[Dataset entries]
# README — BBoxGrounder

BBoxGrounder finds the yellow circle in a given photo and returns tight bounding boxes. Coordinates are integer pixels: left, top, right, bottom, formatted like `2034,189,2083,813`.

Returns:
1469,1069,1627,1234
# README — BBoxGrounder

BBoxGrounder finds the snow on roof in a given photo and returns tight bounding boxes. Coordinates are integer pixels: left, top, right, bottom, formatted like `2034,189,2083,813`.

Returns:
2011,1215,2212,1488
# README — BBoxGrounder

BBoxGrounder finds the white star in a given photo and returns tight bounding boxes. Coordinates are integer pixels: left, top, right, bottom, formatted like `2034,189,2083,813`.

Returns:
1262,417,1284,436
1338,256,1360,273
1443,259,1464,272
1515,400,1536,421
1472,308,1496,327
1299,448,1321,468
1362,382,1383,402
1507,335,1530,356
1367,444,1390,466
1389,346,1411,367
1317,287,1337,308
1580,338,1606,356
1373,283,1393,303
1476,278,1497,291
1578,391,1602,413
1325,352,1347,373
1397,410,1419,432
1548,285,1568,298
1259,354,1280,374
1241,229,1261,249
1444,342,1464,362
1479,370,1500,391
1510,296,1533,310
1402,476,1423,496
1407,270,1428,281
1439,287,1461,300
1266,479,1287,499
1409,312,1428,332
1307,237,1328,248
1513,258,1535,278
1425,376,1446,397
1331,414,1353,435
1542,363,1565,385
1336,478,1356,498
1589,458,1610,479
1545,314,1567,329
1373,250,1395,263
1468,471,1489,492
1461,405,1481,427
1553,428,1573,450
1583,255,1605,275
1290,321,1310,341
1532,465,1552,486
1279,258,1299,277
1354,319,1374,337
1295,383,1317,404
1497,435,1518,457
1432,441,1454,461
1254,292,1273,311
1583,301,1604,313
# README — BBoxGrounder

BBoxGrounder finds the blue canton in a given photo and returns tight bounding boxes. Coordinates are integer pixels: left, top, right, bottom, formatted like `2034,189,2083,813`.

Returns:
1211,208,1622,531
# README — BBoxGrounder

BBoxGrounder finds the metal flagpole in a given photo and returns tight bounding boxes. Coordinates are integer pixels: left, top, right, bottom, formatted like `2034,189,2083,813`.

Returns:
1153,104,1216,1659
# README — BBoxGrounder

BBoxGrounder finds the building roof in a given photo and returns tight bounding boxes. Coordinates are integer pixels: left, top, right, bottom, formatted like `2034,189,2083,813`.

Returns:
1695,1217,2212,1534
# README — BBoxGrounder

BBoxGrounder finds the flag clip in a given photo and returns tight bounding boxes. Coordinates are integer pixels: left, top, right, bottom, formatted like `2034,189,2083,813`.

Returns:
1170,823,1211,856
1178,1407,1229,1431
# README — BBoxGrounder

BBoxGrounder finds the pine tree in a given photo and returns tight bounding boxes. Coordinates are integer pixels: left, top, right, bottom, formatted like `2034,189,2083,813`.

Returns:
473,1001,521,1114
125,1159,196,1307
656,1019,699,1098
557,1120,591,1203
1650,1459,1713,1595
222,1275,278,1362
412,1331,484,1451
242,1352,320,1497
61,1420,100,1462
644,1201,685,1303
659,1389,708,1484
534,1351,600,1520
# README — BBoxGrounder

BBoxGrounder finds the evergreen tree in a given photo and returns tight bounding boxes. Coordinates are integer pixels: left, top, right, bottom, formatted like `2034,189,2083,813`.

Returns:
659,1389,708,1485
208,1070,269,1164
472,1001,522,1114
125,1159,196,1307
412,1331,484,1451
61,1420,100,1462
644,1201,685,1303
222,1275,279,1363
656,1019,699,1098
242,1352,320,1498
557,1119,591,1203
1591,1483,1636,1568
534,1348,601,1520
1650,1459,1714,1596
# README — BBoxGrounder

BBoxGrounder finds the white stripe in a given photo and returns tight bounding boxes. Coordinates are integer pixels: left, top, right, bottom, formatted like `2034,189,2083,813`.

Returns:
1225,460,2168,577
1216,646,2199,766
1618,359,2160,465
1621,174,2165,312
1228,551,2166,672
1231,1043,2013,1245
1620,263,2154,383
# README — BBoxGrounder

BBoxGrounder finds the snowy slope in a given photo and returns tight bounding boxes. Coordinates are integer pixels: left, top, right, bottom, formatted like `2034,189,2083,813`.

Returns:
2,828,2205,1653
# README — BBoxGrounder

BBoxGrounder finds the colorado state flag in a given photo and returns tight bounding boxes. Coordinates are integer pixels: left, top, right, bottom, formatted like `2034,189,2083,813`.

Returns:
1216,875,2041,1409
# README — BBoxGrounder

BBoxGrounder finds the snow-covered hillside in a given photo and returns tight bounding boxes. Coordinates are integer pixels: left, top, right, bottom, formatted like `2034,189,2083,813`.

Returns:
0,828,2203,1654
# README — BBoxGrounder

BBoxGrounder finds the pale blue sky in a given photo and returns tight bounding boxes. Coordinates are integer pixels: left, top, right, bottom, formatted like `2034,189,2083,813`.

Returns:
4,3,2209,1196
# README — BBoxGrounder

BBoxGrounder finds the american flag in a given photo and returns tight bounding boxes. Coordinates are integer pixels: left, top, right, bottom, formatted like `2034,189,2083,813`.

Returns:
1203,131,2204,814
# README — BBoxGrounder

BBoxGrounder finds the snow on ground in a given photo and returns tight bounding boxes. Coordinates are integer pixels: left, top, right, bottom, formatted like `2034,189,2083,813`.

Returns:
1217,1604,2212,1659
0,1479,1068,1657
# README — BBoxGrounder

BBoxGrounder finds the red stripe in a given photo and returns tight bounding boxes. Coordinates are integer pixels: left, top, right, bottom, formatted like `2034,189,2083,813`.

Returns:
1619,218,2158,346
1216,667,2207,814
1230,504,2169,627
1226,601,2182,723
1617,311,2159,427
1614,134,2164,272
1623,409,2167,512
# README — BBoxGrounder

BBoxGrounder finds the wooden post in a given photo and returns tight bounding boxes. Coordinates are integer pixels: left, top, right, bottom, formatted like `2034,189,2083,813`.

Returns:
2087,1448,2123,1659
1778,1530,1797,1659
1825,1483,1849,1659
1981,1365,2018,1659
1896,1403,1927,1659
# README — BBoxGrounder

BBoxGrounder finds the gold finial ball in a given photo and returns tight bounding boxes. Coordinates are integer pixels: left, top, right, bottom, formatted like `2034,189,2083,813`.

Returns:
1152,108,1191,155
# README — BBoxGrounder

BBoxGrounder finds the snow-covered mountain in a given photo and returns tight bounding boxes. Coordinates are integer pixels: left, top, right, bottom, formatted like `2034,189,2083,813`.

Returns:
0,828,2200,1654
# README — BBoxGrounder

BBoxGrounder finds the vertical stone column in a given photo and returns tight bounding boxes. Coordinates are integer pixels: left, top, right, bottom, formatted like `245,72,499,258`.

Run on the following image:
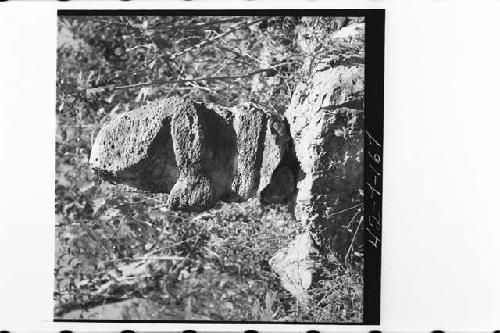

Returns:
270,18,365,301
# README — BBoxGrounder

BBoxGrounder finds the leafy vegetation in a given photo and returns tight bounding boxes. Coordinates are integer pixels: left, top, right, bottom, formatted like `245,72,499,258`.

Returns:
55,15,362,322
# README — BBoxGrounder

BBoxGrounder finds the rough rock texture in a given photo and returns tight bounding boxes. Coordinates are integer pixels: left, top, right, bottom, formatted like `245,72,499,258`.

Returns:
268,232,318,303
270,18,365,299
167,101,236,212
231,105,266,198
91,98,290,211
232,103,288,199
90,98,180,193
287,64,364,255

[Problem statement]:
Every line above from the line with "BBoxGrounder finds the yellow" to the line with "BBoxGrounder finds the white star", inclusive, must be returned exactly; no other line belongs in the reply.

[Answer space]:
BBoxGrounder finds the yellow circle in a given photo and returns tight bounding boxes. Coordinates are integer pixels: left, top, right, bottom, formatted like `2034,189,2083,813`.

Returns:
1469,1069,1627,1234
# README — BBoxGrounder

BBoxGrounder finds the snow on roof in a given photo and returns tight bounding boxes. Coordinates are integer pixels: left, top, right, bottom, formatted like `2034,189,2083,813`.

Returns:
2011,1215,2212,1488
# README — BBoxGrounder

BBoxGrounder finds the white star in a given photo and returns tight bounding boxes. Coordinates are integer pixels: left, top, right, bottom, formatted like `2034,189,2083,813`.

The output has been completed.